EXERCISE: In the records below, the line containing "the bicycle pedal" is the first to keep. Retype it and all later lines exactly, through the end.

[Point localization data]
============================================================
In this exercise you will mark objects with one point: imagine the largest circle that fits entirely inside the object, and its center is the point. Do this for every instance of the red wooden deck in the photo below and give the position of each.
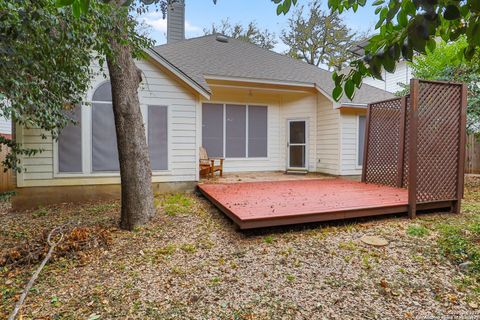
(273, 203)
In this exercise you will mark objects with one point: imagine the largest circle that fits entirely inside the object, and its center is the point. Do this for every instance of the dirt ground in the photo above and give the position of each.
(191, 262)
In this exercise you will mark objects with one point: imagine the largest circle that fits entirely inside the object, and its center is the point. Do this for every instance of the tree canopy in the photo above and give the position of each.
(448, 63)
(45, 59)
(319, 38)
(404, 27)
(250, 33)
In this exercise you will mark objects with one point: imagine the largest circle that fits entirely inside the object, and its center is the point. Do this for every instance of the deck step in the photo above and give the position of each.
(302, 172)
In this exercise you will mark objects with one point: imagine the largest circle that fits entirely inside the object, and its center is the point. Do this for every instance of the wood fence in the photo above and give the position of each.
(418, 142)
(7, 178)
(472, 159)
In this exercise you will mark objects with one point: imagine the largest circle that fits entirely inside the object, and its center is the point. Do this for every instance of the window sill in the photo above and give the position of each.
(105, 174)
(247, 159)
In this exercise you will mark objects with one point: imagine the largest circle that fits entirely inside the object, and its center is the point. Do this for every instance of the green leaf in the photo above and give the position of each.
(63, 3)
(76, 9)
(357, 79)
(84, 5)
(451, 12)
(469, 52)
(349, 89)
(279, 9)
(431, 45)
(402, 18)
(337, 93)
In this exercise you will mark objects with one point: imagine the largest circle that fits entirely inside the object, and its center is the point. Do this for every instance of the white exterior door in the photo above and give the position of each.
(297, 144)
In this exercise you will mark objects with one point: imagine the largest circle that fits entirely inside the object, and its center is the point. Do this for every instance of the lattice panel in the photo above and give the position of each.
(438, 137)
(383, 142)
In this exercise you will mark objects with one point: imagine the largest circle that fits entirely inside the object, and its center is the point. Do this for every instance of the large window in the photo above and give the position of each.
(361, 139)
(158, 137)
(70, 143)
(234, 130)
(93, 149)
(104, 136)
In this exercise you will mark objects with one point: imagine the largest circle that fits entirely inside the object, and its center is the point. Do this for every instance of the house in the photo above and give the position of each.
(261, 110)
(391, 81)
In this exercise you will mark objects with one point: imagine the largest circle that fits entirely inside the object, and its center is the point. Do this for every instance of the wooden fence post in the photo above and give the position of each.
(365, 146)
(401, 142)
(461, 149)
(412, 152)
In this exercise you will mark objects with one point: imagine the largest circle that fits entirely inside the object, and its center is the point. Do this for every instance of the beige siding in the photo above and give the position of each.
(157, 89)
(328, 137)
(276, 158)
(349, 142)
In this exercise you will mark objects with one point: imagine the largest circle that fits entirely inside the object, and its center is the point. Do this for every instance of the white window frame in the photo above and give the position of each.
(86, 120)
(307, 143)
(224, 104)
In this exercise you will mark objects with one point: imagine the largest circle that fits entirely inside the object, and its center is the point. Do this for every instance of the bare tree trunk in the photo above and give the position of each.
(135, 170)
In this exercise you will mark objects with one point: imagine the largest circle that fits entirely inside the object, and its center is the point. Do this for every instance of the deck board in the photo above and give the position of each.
(270, 203)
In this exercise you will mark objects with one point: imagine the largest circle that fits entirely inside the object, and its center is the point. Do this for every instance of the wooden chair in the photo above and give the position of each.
(208, 166)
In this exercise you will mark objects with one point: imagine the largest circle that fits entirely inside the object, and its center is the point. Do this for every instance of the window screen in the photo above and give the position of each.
(104, 138)
(361, 139)
(158, 137)
(103, 92)
(257, 131)
(70, 144)
(236, 131)
(212, 129)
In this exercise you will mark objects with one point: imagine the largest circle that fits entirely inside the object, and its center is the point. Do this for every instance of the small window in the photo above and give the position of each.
(158, 137)
(104, 136)
(361, 139)
(70, 144)
(212, 129)
(257, 131)
(236, 134)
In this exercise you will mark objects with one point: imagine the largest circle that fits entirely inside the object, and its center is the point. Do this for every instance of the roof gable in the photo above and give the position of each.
(202, 57)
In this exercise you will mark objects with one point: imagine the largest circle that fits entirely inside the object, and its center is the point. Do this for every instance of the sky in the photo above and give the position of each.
(200, 14)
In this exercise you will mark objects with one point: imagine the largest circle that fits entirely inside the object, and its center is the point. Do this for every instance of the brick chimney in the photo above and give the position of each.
(176, 21)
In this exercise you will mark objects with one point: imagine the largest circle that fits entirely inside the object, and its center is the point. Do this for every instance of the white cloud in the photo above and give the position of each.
(156, 21)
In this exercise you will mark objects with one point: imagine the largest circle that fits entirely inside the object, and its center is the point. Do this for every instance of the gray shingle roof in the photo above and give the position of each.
(198, 57)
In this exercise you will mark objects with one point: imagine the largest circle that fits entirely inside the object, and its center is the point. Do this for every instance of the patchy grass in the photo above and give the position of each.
(177, 204)
(190, 262)
(416, 230)
(460, 243)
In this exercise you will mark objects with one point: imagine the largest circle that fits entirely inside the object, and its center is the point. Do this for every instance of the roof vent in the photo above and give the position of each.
(222, 38)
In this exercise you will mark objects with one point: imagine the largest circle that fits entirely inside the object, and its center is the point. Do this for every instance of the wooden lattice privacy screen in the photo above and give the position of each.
(418, 142)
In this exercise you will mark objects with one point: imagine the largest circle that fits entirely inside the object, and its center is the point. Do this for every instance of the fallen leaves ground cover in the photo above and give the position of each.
(191, 262)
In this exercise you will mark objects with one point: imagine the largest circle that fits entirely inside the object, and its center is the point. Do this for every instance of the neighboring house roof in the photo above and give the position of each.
(205, 57)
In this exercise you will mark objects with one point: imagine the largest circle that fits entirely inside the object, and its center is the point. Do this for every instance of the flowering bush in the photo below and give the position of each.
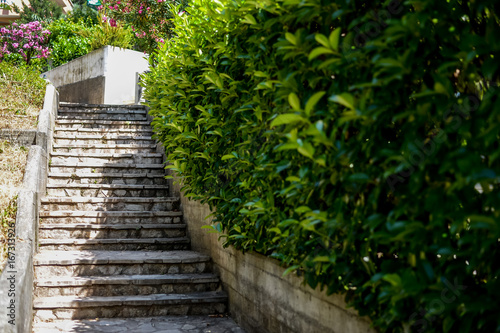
(149, 19)
(27, 39)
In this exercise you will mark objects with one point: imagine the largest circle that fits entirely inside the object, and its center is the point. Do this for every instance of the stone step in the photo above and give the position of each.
(110, 231)
(102, 130)
(100, 116)
(139, 204)
(83, 167)
(106, 190)
(72, 307)
(104, 148)
(87, 106)
(111, 217)
(102, 113)
(116, 244)
(122, 285)
(163, 324)
(103, 139)
(106, 178)
(56, 264)
(75, 157)
(105, 124)
(100, 110)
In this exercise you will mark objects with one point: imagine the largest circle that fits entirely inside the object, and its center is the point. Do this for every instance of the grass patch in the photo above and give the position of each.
(22, 92)
(12, 165)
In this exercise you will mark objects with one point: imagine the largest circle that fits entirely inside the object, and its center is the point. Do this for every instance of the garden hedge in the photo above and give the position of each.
(355, 141)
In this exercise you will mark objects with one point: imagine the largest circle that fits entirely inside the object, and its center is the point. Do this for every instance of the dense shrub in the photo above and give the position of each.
(66, 41)
(356, 141)
(38, 10)
(104, 33)
(24, 41)
(150, 19)
(22, 90)
(71, 38)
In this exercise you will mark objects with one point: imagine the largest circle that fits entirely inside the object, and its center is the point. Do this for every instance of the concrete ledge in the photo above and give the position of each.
(261, 299)
(107, 75)
(86, 91)
(16, 280)
(18, 137)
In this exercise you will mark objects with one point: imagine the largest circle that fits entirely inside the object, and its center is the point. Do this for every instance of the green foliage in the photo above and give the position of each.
(72, 38)
(67, 42)
(23, 86)
(82, 12)
(38, 10)
(355, 141)
(103, 34)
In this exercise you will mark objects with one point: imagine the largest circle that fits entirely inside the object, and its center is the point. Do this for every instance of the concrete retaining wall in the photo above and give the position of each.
(18, 137)
(261, 300)
(16, 281)
(104, 76)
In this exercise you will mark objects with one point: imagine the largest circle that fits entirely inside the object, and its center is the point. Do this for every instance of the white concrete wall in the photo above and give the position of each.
(120, 71)
(117, 66)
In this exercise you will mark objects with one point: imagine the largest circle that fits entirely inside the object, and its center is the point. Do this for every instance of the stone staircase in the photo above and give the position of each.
(112, 242)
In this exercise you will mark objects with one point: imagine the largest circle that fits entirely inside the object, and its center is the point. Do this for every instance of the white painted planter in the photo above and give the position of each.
(104, 76)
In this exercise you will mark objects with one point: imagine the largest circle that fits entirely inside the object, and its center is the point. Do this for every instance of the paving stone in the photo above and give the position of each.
(112, 240)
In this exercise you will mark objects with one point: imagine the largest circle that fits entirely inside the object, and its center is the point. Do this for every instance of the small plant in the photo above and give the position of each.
(27, 40)
(150, 20)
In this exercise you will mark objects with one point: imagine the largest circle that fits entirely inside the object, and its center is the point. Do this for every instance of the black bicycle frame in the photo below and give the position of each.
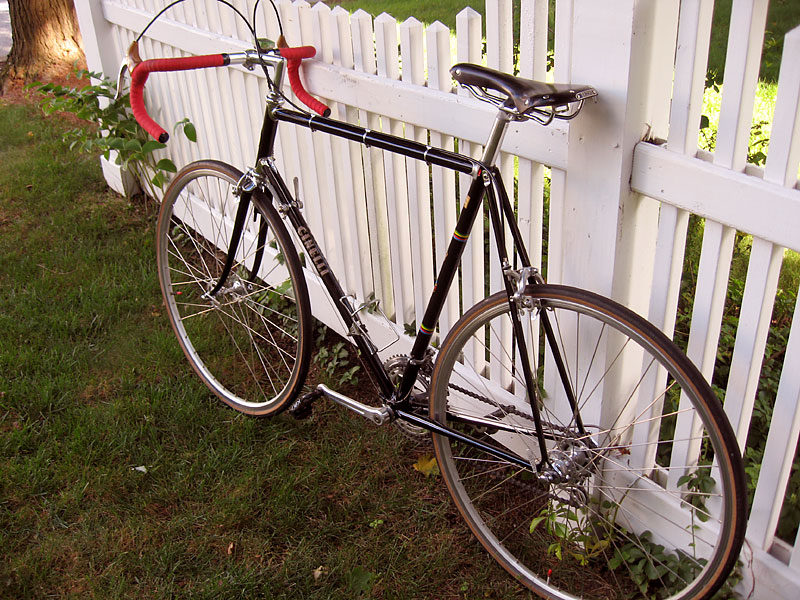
(486, 182)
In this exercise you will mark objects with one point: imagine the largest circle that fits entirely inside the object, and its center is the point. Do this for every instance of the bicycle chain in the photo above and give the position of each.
(539, 486)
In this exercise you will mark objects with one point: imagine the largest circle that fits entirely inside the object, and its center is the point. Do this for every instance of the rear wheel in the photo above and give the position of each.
(641, 491)
(251, 341)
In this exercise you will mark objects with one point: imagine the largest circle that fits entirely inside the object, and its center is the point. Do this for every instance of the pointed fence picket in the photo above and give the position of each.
(384, 221)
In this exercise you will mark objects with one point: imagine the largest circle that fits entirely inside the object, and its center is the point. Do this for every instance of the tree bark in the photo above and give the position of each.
(46, 39)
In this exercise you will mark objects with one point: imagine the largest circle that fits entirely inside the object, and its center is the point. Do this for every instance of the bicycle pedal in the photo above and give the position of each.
(302, 407)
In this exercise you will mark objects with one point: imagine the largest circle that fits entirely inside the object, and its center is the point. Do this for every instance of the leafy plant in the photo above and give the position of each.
(700, 484)
(575, 534)
(111, 129)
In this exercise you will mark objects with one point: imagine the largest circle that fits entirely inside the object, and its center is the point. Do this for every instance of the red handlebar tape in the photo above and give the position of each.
(293, 58)
(140, 73)
(143, 69)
============================================================
TASK RESPONSE:
In this exercise you will mark objects with one point: imagine the largest circle that fits entirely inside the object, and its center is the point. Do this for every instance of the bicycle pedal in the photo above and give the position of each.
(302, 407)
In this exercise you will mark objects with one point: imagine the largest circle that fits entirely inside the object, and its center is the point. Do this for every instance of the leafy plant in the photo above and give the position of each.
(700, 484)
(575, 534)
(111, 129)
In this exercise you will mark objects with one point: imagine the largest circle that fits entirely inside the object, and its center is the point. Do this for every instance of the red handlebar tape in the photo above and give the position of each.
(293, 58)
(140, 73)
(143, 69)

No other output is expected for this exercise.